Por Guilherme Boneto

A mídia usualmente evita entrar em detalhes sobre suicídio por entender que, ao fazê-lo, desencadeia um fenômeno de imitação intitulado “efeito Werther”, que incentivaria pessoas com tendências suicidas a tentar se matar. Logo, quando uma pessoa famosa comete suicídio, por exemplo, a imprensa procurará sempre se furtar aos pormenores do caso. Não dirá como a pessoa o fez, nem os motivos pelos quais o fez, para evitar o efeito Werther. Esta coluna da revista Istoé, publicada em 2011, fala um pouco mais a respeito do fenômeno.

Passei os últimos dias assistindo à série “13 Reasons Why”, produto original da Netflix, que trata justamente dessa temática espinhosa. Procurei acompanhar também as polêmicas que acompanham a produção. Para muitos profissionais da medicina, a maneira como a série retrata o suicídio é “preocupante”. Nesta entrevista publicada pelo portal Nexo, por exemplo, o professor de psiquiatria Luís Fernando Tófoli, da Unicamp, fala sobre os efeitos que “13 Reasons Why” pode causar.

▸ **Itens guardados de uma coleção**:
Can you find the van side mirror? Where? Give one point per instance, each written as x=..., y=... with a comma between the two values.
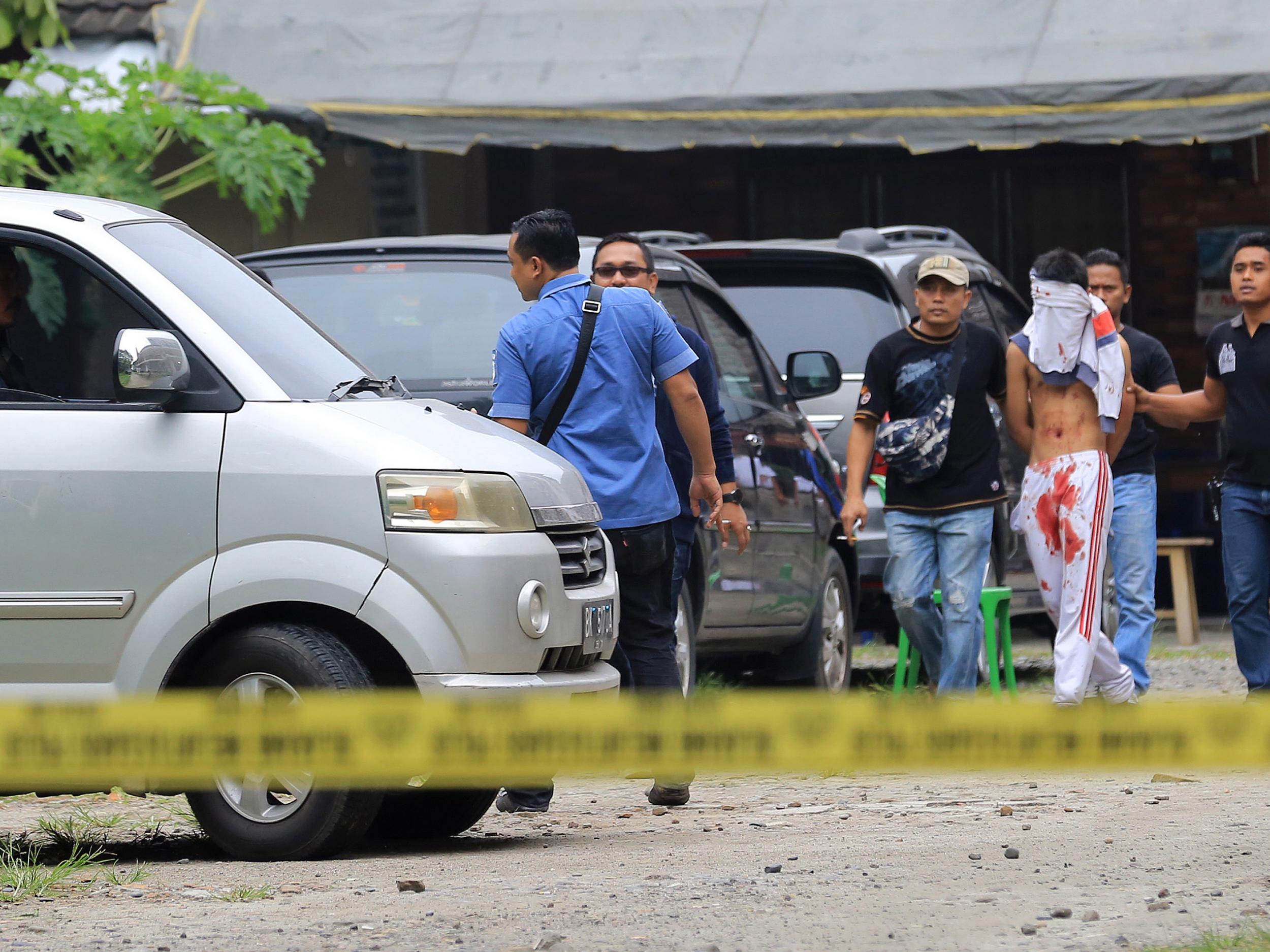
x=809, y=374
x=149, y=365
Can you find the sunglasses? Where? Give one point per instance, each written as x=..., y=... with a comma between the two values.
x=629, y=271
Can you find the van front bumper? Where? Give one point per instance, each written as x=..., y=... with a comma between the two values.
x=595, y=679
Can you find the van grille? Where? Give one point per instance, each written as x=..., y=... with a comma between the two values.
x=582, y=555
x=567, y=658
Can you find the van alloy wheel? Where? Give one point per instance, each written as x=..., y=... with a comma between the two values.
x=835, y=631
x=265, y=798
x=684, y=641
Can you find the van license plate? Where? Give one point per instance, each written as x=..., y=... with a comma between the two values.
x=597, y=626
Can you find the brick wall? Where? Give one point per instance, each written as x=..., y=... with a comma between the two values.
x=1174, y=192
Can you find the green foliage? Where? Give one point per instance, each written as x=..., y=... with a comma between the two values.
x=77, y=131
x=34, y=22
x=23, y=876
x=245, y=894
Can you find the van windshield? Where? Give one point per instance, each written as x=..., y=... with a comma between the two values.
x=433, y=324
x=298, y=356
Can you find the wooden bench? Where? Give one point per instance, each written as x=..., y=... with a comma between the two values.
x=1183, y=574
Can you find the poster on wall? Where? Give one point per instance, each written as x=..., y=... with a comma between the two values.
x=1213, y=300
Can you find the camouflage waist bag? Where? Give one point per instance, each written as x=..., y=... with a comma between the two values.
x=915, y=447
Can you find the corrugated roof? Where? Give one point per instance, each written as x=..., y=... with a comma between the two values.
x=117, y=19
x=676, y=74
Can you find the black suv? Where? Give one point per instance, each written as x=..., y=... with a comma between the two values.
x=430, y=309
x=844, y=295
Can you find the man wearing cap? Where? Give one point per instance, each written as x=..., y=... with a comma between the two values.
x=939, y=529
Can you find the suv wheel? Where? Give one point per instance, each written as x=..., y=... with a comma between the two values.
x=686, y=643
x=282, y=816
x=823, y=655
x=430, y=814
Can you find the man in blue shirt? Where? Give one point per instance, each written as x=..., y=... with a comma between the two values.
x=609, y=433
x=624, y=260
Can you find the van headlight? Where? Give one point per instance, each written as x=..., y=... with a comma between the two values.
x=454, y=502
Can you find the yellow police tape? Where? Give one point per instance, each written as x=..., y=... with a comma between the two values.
x=184, y=740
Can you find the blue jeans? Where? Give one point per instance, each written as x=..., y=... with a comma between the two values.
x=948, y=551
x=1246, y=563
x=1133, y=565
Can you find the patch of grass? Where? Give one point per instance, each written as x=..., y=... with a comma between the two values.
x=128, y=875
x=80, y=831
x=23, y=876
x=1256, y=940
x=245, y=894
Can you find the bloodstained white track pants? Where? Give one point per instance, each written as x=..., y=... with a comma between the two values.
x=1065, y=513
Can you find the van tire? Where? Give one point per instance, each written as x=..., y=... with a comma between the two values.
x=329, y=819
x=686, y=641
x=430, y=814
x=807, y=659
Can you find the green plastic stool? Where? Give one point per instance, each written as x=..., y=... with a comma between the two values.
x=995, y=605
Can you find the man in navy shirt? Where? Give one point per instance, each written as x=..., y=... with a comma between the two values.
x=623, y=260
x=609, y=432
x=1237, y=386
x=1132, y=545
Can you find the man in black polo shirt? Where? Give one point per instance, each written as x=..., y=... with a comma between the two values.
x=1237, y=386
x=1132, y=547
x=940, y=529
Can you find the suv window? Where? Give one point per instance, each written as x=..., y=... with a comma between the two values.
x=741, y=379
x=978, y=310
x=433, y=324
x=811, y=308
x=1007, y=309
x=676, y=304
x=300, y=358
x=57, y=328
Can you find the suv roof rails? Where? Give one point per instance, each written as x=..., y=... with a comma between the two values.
x=863, y=240
x=902, y=235
x=669, y=238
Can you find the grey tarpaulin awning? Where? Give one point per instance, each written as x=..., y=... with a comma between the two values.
x=671, y=74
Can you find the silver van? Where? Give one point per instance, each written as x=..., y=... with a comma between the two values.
x=200, y=489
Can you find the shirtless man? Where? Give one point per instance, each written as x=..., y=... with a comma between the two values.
x=1068, y=405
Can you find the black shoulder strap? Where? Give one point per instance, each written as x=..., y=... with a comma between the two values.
x=590, y=310
x=958, y=359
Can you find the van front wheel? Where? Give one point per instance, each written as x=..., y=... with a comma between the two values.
x=282, y=816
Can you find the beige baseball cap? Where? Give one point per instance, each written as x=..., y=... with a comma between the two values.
x=945, y=267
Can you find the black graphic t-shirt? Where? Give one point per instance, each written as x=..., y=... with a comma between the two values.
x=906, y=376
x=1152, y=369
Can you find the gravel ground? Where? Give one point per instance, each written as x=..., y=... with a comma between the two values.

▸ **Perguntas do exercício**:
1/ No texto sobre suicídio na mídia, em que ano saiu a coluna da revista Istoé?
2/ Reescreva o trecho do texto sobre suicídio na mídia que vai de "Por Guilherme Boneto" até "respeito do fenômeno.", trocando "efeito Werther" por "efeito contágio".
3/ Prossiga com o texto sobre suicídio na mídia a partir do ponto em que ele termina.

▸ **Respostas do exercício**:
1/ Em 2011.

2/
Por Guilherme Boneto

A mídia usualmente evita entrar em detalhes sobre suicídio por entender que, ao fazê-lo, desencadeia um fenômeno de imitação intitulado “efeito contágio”, que incentivaria pessoas com tendências suicidas a tentar se matar. Logo, quando uma pessoa famosa comete suicídio, por exemplo, a imprensa procurará sempre se furtar aos pormenores do caso. Não dirá como a pessoa o fez, nem os motivos pelos quais o fez, para evitar o efeito contágio. Esta coluna da revista Istoé, publicada em 2011, fala um pouco mais a respeito do fenômeno.

3/
Como jornalista, é um tema que me interessa muito. Li várias críticas ásperas a respeito, inclusive de pessoas que clamam ao público: não assista à série. Outros, no entanto, destacam a maneira como a produção tratou o bullying escolar, um tema que me é caríssimo, e as fragilidades que este tipo de violência pode acarretar em uma jovem como Hannah Baker, personagem retratada na obra, levada literalmente às últimas consequências pelas crueldades e pela indiferença dos outros.

A meu ver, de fato alguns pontos da narrativa são forçados para levar o espectador a acompanhar os capítulos até o final, como destacou Pablo Villaça nesta crítica. Não tenho, contudo, o devido conhecimento nesse tipo de produção para me estender além disso. A um leigo como eu, “13 Reasons Why” é um produto de qualidade, que prende o seu espectador. No entanto, algumas cenas são extremamente indigestas – o que considero positivo. O retrato de um estupro é, de fato, chocante, e assim deve ser. É preciso que se encontre mecanismos para obrigar a sociedade a refletir sobre esse tipo de crime, tão comum e tão hediondo. O estupro destrói vidas todos os dias. “13 Reasons Why” nos traz dois deles, em notável clareza.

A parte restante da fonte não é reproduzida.